━━━━━ TEXTE PROPOSÉ

# Formats de fichier Unix reconnus par OS X ?



## CheepnisAroma (18 Mars 2005)

Une question (naïve) que je me pose...
Quels sont les formats de fichier reconnus par Mac OS X ? HFS+ bien sûr et... lesquels ?


----------



## CheepnisAroma (18 Mars 2005)

Hmm... j'aurais dû préciser que je pose la question parce qu'un ami va débarquer avec un DD externe formaté sous Linux et je me demande si Mac OS X ne va pas me dire "c'est quoi ce truc que je ne connais pas ?"
Désolé, j'aurais dû être plus précis.


----------



## JPTK (18 Mars 2005)

Tous je crois, c'est juste que certains sont mieux gérés que d'autres.
En tout cas de mémoire, je sais que le NTFS et le FAT32 doivent être gérés, mais je sais plus si tu peux écrire dessus ou seulement lire


----------



## daffyb (18 Mars 2005)

J'ai un doute pour le ext2 et ext3....
  Je pense que ce n'est pas gagné. Néanmoins ton copain saura peut-être monter le disque en ligne de commande...
 Je transferts dans le forum Unix...


----------



## mob (20 Mars 2005)

Si c'est un dd externe formaté sous linux il sera tres probablement formaté sous ext2/3

et donc en mettant les mains dans le camboui si tu installes ceci : http://sourceforge.net/projects/ext2fsx/

cela devrait fonctionner (je ne l'ai pas testé).

━━━━━━━━━━
━━━━━ DONNÉES FOURNIES

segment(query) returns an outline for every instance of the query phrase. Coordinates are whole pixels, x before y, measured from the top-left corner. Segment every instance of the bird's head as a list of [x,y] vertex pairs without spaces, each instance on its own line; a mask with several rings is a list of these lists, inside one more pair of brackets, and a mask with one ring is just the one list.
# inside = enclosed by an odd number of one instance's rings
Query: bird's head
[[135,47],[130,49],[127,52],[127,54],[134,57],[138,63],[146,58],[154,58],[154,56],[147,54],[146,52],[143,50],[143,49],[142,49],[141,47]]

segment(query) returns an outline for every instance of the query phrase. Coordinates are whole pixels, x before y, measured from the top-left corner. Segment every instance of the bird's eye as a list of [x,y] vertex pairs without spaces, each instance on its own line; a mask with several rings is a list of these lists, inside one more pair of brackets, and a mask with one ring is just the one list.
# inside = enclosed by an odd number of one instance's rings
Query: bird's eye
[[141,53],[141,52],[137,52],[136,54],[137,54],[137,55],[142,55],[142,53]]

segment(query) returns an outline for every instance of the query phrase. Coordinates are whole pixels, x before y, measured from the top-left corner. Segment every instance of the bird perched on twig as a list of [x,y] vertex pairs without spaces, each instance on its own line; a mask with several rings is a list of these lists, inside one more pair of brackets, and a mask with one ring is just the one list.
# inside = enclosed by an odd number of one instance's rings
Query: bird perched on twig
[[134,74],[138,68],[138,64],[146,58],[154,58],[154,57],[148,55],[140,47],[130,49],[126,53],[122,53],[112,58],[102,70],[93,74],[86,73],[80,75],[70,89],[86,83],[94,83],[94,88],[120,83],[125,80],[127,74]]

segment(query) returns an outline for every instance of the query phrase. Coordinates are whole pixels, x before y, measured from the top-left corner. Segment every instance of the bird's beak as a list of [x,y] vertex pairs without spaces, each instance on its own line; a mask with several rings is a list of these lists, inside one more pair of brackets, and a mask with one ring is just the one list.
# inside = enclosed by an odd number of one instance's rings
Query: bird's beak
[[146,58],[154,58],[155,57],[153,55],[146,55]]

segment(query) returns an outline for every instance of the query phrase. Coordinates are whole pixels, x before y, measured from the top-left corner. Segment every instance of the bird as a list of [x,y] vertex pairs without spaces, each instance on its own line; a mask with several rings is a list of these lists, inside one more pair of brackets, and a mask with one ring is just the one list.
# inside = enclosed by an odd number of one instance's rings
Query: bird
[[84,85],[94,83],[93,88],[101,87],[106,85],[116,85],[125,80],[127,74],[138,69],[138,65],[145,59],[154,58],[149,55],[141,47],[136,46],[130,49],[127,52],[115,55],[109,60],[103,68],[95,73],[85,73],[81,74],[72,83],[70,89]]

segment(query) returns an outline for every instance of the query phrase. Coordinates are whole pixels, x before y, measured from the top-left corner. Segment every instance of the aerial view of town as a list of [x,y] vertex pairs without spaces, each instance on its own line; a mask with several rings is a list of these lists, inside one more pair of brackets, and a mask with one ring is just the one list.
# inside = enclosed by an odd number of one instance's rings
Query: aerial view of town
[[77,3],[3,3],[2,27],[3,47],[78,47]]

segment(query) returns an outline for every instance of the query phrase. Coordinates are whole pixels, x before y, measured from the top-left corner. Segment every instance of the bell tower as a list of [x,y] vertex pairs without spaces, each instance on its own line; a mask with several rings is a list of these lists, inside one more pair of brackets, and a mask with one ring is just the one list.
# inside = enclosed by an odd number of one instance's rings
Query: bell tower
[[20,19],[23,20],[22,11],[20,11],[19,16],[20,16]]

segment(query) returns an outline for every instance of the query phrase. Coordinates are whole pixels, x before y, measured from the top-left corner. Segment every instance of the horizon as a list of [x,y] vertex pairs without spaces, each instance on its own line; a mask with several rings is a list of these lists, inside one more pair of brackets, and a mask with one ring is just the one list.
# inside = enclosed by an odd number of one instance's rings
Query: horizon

━━━━━━━━━━
━━━━━ DONNÉES FOURNIES

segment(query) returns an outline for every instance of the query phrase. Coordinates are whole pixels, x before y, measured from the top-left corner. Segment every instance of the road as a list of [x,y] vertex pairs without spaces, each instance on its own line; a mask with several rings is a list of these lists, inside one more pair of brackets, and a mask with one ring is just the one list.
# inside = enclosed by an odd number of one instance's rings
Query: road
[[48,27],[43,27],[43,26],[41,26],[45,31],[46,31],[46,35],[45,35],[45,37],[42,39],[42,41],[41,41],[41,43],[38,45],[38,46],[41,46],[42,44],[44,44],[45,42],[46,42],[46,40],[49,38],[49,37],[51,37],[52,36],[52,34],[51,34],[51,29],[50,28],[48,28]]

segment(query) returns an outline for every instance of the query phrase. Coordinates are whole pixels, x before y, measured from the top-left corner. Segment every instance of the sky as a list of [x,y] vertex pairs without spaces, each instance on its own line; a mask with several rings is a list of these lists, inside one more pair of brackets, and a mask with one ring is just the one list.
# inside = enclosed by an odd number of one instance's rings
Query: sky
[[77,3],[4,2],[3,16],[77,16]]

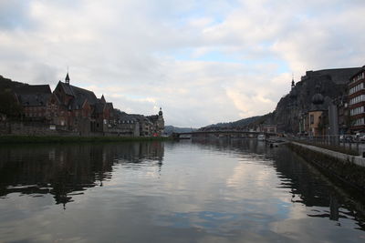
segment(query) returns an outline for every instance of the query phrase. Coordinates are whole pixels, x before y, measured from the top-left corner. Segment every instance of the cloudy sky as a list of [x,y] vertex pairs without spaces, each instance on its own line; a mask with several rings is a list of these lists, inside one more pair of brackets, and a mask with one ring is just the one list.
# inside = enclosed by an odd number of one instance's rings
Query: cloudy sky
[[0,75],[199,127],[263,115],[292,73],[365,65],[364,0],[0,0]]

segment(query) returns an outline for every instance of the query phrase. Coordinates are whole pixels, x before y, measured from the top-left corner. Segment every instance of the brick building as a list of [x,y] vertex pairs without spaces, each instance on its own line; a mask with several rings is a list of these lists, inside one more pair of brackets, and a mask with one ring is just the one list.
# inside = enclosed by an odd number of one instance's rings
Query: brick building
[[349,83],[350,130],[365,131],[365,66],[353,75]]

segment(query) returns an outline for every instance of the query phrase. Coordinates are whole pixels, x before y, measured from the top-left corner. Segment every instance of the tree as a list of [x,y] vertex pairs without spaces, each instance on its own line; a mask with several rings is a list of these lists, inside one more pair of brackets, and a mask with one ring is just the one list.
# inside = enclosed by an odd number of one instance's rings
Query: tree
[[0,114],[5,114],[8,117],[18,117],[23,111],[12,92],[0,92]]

━━━━━━━━━━

OBJECTIF :: Reproduisez à l'identique le passage du fil de discussion qui s'ouvre sur les mots « ## JPTK (18 » et se clôt sur « ext2 et ext3.... ». Les lignes de données forment un matériau indépendant du fil de discussion.

CORRIGÉ ::
## JPTK (18 Mars 2005)

Tous je crois, c'est juste que certains sont mieux gérés que d'autres.
En tout cas de mémoire, je sais que le NTFS et le FAT32 doivent être gérés, mais je sais plus si tu peux écrire dessus ou seulement lire


----------



## daffyb (18 Mars 2005)

J'ai un doute pour le ext2 et ext3....